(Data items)
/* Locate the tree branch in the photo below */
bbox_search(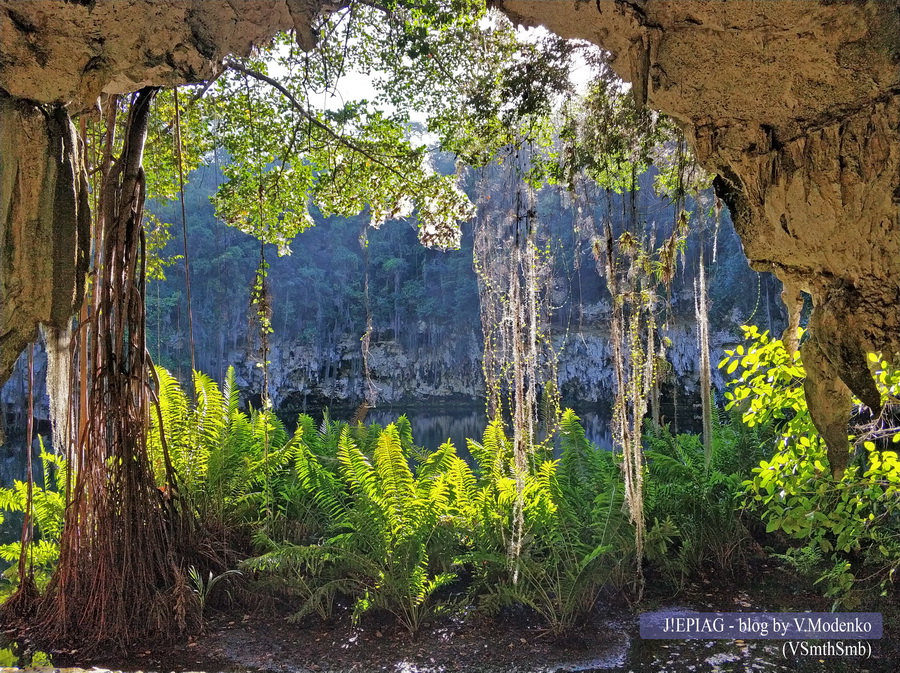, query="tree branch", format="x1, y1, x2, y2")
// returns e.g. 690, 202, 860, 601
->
225, 60, 407, 182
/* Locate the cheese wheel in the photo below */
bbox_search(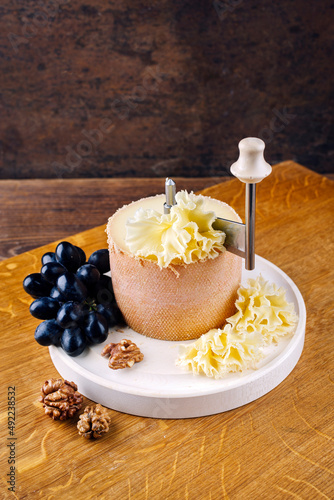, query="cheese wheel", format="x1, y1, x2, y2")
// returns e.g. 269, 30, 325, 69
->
107, 195, 242, 340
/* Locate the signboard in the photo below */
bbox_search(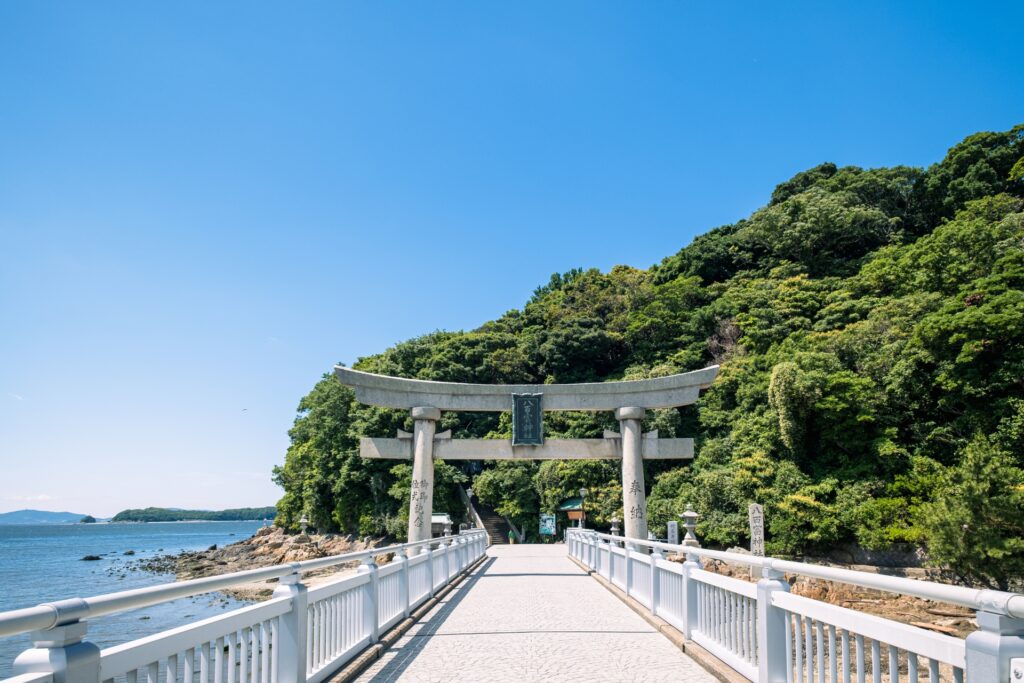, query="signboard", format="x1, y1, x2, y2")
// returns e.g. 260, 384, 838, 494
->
512, 393, 544, 445
746, 503, 765, 557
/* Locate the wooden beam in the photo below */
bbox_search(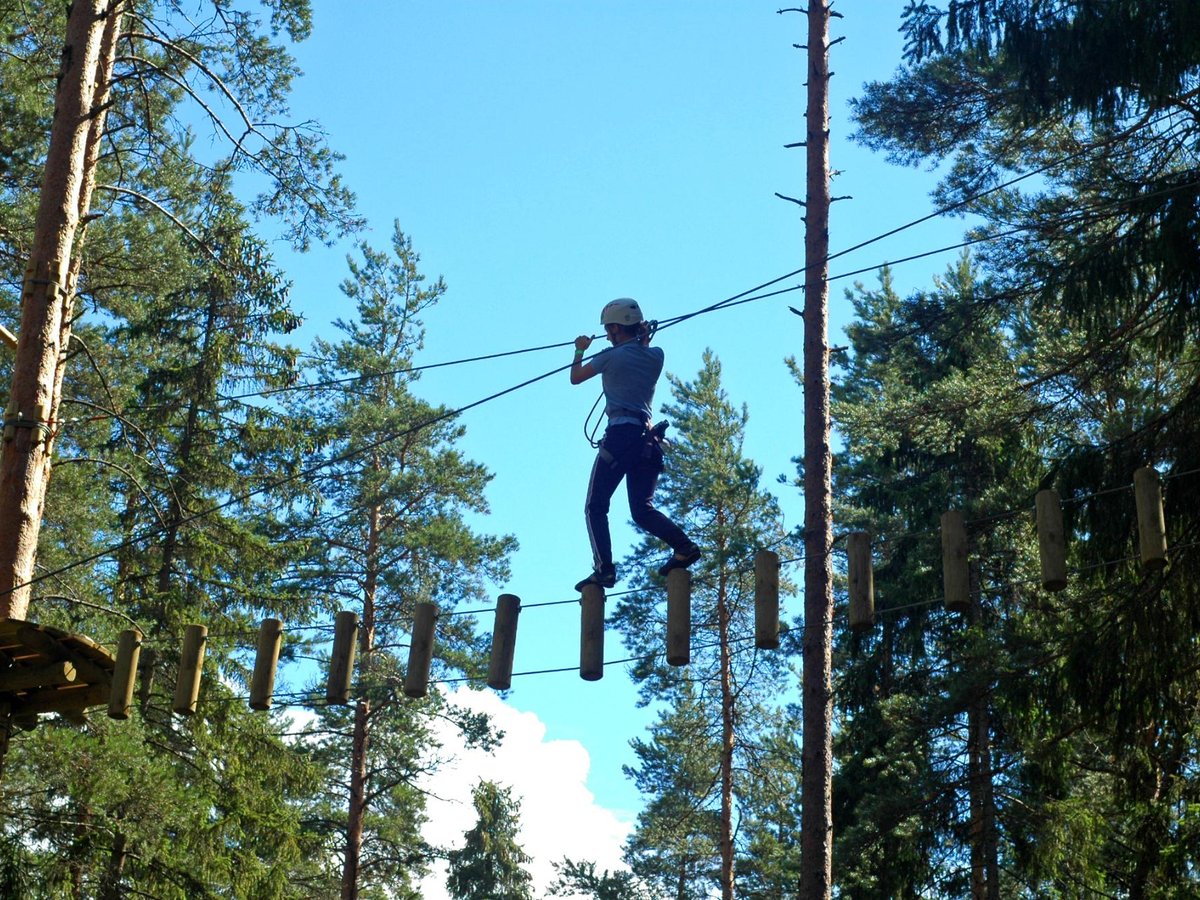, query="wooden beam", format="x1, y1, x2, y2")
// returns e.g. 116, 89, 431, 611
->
0, 659, 78, 694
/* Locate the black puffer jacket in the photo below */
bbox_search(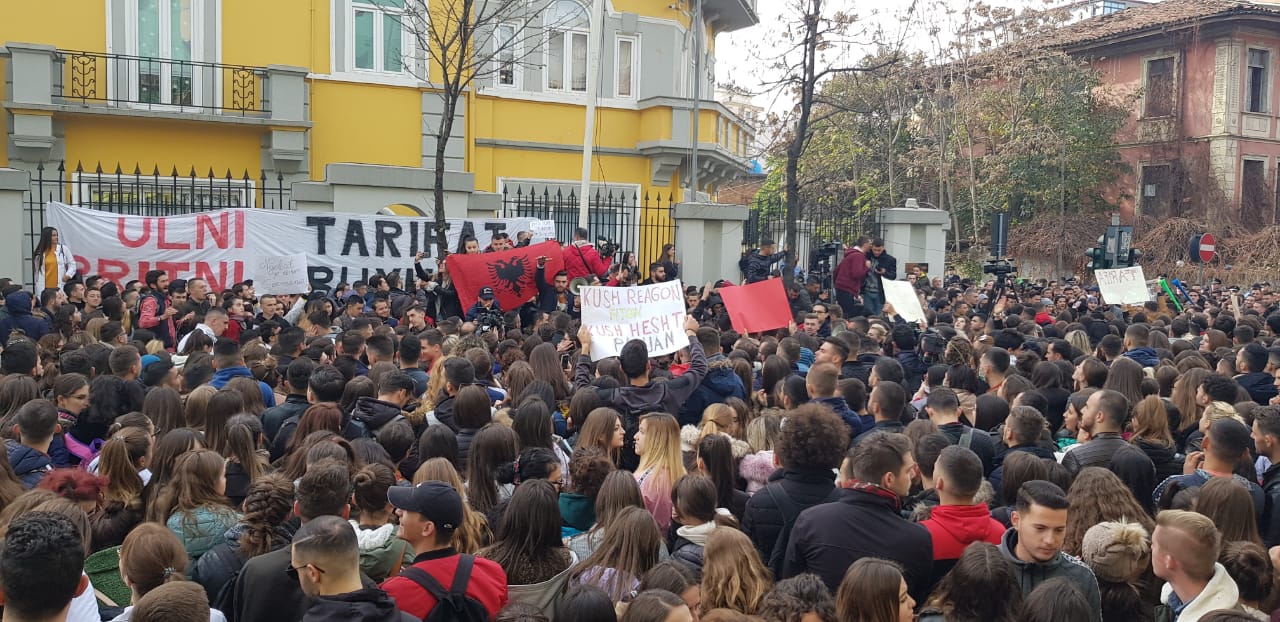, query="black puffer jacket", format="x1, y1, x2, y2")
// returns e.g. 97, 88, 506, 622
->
742, 468, 840, 576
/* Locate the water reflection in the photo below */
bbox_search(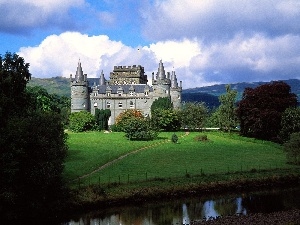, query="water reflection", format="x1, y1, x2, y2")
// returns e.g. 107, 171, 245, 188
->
64, 189, 300, 225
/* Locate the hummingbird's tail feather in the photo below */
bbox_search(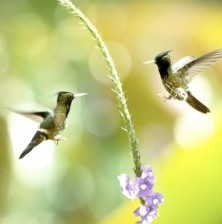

* _TASK DIRECTIONS_: Copy the records above word for word, starting at the line that contains "feather in the photo below */" and going through the end of the records. Leave the pictures out of your copy.

* _RESULT OF THE TASK_:
/* Locate the hummingbird's tail feather in the photo below */
bbox_search(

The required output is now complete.